● **ДАННЫЕ ДЛЯ ОБРАБОТКИ**
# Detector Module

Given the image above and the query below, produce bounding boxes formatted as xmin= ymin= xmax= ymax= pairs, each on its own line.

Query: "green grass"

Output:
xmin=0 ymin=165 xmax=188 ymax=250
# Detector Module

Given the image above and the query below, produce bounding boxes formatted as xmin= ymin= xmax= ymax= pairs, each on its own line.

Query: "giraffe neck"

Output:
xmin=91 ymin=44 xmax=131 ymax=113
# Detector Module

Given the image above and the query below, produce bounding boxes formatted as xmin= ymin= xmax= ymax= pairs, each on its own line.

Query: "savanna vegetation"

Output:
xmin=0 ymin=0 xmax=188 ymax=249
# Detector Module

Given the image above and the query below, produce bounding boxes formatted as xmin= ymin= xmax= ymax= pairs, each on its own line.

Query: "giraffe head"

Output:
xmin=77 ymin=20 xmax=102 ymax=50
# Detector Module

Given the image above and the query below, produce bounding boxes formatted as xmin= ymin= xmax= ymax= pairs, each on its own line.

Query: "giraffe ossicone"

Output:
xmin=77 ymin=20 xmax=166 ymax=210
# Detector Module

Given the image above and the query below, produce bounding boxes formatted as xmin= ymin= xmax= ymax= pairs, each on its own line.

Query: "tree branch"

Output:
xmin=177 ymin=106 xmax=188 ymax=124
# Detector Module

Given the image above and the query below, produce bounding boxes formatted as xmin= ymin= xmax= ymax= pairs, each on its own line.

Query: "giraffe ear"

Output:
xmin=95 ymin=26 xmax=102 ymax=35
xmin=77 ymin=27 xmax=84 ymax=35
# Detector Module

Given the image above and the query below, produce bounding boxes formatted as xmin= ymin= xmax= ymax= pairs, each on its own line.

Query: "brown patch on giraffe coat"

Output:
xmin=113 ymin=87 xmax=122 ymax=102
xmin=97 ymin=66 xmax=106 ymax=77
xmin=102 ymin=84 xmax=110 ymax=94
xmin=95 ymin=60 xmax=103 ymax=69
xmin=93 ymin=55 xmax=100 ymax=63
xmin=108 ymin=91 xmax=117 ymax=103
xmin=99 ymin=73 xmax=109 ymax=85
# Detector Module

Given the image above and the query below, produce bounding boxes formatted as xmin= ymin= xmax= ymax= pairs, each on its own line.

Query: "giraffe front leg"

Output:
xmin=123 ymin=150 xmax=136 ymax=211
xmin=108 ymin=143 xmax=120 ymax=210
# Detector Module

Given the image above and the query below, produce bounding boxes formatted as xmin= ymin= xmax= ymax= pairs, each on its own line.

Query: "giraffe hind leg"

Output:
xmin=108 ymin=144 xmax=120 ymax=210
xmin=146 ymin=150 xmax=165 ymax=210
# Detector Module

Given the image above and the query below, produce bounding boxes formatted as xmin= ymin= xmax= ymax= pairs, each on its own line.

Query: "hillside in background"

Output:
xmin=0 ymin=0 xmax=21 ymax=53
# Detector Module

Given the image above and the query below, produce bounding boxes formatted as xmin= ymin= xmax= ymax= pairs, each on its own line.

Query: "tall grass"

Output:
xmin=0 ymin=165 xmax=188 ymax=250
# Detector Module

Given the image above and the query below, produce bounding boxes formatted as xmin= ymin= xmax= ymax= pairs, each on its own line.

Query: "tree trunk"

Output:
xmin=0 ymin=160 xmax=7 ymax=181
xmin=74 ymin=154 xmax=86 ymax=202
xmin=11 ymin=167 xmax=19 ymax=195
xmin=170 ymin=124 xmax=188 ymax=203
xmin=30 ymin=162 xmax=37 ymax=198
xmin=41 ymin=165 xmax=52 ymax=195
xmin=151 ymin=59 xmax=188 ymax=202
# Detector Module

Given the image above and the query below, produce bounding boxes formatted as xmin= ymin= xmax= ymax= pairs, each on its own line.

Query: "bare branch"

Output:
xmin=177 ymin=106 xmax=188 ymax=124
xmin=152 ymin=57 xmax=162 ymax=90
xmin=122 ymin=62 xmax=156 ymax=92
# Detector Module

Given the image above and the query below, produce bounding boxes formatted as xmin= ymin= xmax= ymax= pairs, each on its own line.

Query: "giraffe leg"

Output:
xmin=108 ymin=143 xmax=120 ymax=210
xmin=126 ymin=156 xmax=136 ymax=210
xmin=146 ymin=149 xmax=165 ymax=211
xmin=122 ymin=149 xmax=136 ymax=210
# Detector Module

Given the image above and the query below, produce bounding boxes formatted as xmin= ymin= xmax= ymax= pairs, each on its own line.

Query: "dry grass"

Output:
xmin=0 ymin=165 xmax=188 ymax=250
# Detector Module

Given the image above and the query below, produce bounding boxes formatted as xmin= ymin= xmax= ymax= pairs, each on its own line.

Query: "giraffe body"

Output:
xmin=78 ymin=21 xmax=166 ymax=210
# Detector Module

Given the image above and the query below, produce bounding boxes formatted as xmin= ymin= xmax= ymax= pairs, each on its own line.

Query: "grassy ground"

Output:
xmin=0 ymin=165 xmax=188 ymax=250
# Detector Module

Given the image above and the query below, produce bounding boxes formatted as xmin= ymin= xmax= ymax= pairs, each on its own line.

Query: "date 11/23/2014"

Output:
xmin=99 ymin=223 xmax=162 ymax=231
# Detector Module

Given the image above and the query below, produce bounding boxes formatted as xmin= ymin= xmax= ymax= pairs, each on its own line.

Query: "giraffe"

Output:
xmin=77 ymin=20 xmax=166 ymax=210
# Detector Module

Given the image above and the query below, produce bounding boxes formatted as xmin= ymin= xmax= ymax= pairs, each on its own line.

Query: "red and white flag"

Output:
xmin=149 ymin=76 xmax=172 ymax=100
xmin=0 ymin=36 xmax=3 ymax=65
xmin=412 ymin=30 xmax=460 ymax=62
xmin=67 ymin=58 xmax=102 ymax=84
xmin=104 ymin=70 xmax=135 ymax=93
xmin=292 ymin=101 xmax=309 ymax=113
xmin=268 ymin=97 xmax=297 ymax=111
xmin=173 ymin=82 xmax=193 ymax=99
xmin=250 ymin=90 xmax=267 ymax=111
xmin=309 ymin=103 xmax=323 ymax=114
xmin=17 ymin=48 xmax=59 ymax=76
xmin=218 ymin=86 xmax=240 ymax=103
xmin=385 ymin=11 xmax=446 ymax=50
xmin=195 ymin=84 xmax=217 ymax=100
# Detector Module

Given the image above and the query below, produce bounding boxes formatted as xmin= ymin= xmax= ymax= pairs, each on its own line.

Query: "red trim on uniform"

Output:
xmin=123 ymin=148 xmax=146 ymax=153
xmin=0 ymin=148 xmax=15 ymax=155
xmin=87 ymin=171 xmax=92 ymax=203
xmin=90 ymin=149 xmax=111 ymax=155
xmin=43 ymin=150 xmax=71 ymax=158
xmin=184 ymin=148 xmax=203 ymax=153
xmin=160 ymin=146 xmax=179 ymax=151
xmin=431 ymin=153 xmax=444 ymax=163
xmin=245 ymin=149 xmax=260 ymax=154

● **ЧТО НУЖНО СДЕЛАТЬ**
Соберите из записей выше все строки, где встречается слово «branch».

● **ОТВЕТ К ЗАДАНИЮ**
Query: "tree branch"
Query: "bare branch"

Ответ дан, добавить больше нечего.